**Records contained in a dataset**
####################
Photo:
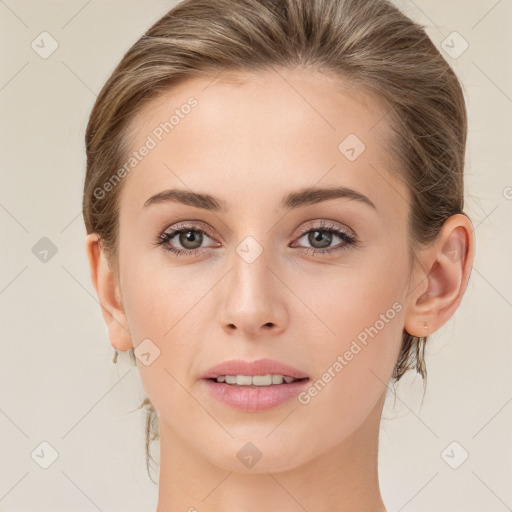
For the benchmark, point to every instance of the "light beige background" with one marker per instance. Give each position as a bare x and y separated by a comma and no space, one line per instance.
57,380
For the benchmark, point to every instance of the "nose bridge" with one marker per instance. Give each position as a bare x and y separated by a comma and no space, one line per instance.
252,300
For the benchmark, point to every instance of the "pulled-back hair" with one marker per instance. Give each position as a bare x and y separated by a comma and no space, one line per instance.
369,44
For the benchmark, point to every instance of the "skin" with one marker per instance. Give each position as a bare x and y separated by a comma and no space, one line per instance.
250,141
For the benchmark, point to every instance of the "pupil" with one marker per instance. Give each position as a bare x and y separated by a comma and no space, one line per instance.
313,238
187,238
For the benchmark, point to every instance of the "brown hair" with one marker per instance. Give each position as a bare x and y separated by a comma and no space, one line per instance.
368,44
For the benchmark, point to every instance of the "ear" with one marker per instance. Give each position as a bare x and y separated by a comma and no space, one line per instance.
107,288
441,277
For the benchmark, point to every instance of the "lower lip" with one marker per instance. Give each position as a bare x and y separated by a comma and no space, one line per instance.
257,398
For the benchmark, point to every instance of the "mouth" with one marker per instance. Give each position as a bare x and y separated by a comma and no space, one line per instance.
256,381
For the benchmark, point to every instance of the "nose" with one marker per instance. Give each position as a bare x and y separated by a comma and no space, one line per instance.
252,299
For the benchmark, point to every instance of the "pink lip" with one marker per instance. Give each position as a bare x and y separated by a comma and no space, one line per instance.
259,367
254,398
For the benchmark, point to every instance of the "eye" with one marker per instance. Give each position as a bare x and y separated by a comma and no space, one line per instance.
190,237
321,236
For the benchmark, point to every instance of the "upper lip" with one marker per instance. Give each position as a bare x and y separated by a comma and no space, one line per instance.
258,367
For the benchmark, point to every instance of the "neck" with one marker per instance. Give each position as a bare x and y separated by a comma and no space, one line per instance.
343,479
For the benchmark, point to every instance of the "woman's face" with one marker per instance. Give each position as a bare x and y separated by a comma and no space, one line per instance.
248,285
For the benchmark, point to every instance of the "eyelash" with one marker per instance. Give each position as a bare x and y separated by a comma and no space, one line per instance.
323,227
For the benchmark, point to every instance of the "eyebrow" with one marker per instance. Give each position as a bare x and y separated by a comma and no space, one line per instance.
292,200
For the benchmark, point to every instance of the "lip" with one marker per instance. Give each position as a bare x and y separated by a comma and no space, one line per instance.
258,367
254,398
257,398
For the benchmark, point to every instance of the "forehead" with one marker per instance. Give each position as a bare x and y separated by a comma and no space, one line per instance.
261,131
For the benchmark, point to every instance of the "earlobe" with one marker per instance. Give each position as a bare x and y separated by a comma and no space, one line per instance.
107,288
442,281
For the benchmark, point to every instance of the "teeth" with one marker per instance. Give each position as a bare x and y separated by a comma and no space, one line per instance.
256,380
####################
Filter the rows above down to each line that contains the word "hair". Matching is case-sensitive.

**Correct result**
For the benchmark, point to every instance of the "pulled-back hair" with one marker per instance. Give each position as a bare x and y separated by a comma and no space, one line per instance.
For the benchmark, point to every instance of the "brown hair" with one marker per instance. Give each position as a bare x and y separated by a comma and no space, one line per instance.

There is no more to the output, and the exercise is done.